Kwangmin Kim - ChatOpenAI

# API KEY를 환경변수로 관리하기 위한 설정 파일
from dotenv import load_dotenv

# API KEY 정보로드
load_dotenv()

# LangSmith 추적을 설정합니다. https://smith.langchain.com
# .env 파일에 LANGCHAIN_API_KEY를 입력합니다.
# !pip install -qU langchain-teddynote
from langchain_teddynote import logging

# 프로젝트 이름을 입력합니다.
logging.langsmith("CH01-Basic")

OpenAI 사의 채팅 전용 Large Language Model(LLM)이다.

객체를 생성할 때 다양한 옵션 값을 지정할 수 있으며, 각 옵션에 대한 상세 설명은 다음과 같다.

**데이터 영역**
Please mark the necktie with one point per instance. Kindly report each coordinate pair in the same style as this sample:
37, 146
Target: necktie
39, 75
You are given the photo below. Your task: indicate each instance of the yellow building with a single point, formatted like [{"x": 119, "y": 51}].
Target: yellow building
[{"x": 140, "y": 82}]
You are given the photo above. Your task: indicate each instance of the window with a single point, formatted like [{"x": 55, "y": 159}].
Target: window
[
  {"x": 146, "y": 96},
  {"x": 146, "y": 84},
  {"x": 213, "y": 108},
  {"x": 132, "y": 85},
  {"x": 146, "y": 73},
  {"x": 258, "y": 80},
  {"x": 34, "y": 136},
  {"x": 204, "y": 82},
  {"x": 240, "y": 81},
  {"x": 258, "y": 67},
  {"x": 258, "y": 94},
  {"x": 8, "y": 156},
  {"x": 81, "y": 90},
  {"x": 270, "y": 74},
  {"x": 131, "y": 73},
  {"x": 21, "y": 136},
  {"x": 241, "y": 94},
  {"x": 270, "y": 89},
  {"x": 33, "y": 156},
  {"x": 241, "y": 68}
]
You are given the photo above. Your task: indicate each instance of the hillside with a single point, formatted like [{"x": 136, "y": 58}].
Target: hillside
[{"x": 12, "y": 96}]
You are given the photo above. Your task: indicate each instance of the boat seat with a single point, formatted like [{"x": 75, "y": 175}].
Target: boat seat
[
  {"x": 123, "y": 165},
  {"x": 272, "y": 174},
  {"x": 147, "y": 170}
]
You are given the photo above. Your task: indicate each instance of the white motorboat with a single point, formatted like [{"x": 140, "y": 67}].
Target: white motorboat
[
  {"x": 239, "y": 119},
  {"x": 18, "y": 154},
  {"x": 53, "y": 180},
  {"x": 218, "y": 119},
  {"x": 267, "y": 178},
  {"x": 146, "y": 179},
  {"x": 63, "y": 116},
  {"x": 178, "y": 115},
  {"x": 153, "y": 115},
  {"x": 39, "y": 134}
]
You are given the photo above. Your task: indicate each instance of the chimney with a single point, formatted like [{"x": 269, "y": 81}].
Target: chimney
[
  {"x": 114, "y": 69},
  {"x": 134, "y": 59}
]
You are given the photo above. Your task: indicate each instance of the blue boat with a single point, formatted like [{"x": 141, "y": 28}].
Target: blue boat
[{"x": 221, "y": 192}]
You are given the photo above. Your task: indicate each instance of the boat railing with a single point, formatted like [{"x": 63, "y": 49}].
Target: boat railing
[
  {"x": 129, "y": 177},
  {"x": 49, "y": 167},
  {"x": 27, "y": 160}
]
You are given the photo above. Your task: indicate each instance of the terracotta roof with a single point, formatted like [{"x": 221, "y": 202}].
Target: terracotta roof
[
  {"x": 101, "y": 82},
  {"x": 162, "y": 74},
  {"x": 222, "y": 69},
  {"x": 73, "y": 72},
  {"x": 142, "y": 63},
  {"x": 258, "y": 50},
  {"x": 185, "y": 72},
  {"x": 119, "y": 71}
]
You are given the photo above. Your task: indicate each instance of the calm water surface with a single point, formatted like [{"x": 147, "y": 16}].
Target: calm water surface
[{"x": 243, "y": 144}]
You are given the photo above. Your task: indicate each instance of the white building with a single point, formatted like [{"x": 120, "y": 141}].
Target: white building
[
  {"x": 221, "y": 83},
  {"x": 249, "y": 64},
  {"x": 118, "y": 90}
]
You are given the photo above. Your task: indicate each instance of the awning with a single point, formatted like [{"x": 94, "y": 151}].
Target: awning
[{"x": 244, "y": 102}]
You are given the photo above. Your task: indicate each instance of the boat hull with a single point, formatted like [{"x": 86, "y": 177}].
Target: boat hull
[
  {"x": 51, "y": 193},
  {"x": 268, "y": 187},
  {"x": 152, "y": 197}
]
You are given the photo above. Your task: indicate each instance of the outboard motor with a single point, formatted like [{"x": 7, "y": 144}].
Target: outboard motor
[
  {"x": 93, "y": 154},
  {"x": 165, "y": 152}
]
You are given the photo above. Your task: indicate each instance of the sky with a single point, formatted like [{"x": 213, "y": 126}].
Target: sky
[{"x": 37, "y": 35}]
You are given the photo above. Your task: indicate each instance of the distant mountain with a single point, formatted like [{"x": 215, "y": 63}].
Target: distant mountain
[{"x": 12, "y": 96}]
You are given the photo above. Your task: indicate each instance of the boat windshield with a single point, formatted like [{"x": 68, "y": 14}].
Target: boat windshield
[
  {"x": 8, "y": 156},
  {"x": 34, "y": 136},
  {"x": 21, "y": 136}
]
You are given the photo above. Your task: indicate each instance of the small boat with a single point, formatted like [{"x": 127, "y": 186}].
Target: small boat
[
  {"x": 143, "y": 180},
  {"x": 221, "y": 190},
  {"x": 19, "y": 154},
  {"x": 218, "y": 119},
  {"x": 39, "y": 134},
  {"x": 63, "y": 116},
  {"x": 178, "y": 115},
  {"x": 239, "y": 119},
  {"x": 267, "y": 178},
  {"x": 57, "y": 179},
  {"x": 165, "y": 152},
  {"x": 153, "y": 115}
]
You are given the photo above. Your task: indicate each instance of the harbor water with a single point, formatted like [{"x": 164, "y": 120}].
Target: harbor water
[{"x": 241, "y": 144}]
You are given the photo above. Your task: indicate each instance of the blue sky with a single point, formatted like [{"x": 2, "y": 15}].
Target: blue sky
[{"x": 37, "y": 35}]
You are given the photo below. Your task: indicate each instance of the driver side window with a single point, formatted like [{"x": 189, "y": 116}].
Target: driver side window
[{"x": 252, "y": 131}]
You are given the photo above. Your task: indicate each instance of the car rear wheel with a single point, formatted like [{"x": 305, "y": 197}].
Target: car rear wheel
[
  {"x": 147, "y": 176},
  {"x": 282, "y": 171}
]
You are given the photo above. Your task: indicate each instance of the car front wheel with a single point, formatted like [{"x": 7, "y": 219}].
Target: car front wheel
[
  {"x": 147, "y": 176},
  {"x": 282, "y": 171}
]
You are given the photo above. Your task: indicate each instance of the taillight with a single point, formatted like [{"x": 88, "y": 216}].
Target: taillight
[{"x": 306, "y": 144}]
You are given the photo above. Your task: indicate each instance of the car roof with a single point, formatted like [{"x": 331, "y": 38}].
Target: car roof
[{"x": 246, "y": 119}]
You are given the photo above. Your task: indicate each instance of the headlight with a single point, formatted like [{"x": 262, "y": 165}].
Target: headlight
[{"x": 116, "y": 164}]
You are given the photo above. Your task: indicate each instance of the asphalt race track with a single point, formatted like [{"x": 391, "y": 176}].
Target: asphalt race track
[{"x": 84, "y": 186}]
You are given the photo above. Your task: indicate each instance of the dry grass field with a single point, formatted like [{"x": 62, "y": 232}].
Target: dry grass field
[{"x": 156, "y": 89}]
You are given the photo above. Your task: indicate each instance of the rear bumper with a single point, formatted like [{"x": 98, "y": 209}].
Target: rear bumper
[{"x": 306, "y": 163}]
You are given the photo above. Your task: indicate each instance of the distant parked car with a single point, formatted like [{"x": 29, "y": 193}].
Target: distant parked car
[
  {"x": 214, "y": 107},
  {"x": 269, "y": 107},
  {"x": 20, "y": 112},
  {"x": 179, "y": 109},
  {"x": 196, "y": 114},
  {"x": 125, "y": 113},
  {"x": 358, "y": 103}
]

**연습 문제 1**
ChatOpenAI 페이지 발췌를 읽고 답하세요.
(a) 프로젝트 이름으로 입력하는 값은 무엇인가요?
(b) .env 파일에 입력하는 키의 이름은 무엇인가요?
(c) 객체를 생성할 때 무엇을 지정할 수 있다고 하나요?
**연습 문제 2**
ChatOpenAI 페이지 발췌에서 "# API KEY 정보로드" 부분이 들어간 말로 시작해 "프로젝트 이름을 입력합니다." 부분에서 끝나는 대목을 그대로 옮겨 적으세요.
**연습 문제 3**
ChatOpenAI 설명 글의 마지막 문장 뒤를 이어서 써 보세요.

**풀이 결과 1**
(a) "CH01-Basic"
(b) LANGCHAIN_API_KEY
(c) 다양한 옵션 값

**풀이 결과 2**
# API KEY 정보로드
load_dotenv()

# LangSmith 추적을 설정합니다. https://smith.langchain.com
# .env 파일에 LANGCHAIN_API_KEY를 입력합니다.
# !pip install -qU langchain-teddynote
from langchain_teddynote import logging

# 프로젝트 이름을 입력합니다.

**풀이 결과 3**
1 주요 파라미터

temperature

사용할 샘플링 온도는 0과 2 사이에서 선택한다.
0.8과 같은 높은 값은 출력을 더 무작위하고 창의적으로 만든다.
0.2와 같은 낮은 값은 출력을 더 집중되고 결정론적으로 만든다.
일관된 답변이 필요한 경우 낮은 값을, 창의적인 답변이 필요한 경우 높은 값을 사용한다.

max_tokens

채팅 완성에서 생성할 토큰의 최대 개수를 지정한다.
토큰은 대략 영어 단어의 3/4 정도에 해당하는 텍스트 단위이다.
비용과 응답 속도를 고려하여 적절한 값을 설정해야 한다.

model_name: 적용 가능한 모델 리스트

gpt-4.1: 가장 강력한 추론 능력을 가진 최신 모델
gpt-4.1-mini: 성능과 비용의 균형이 좋은 경량 모델
gpt-4.1-nano: 가장 빠르고 저렴한 모델로 간단한 작업에 적합
o1-mini, o3, o4-mini: 추론 특화 모델로 tier5 계정 이상만 사용 가능하다. $1,000 이상 충전해야 tier5 계정이 된다.

링크: https://platform.openai.com/docs/models

from langchain_openai import ChatOpenAI

# 객체 생성
llm = ChatOpenAI(
    temperature=0.1,  # 창의성 (0.0 ~ 2.0)
    model_name="gpt-4.1-nano",  # 모델명
)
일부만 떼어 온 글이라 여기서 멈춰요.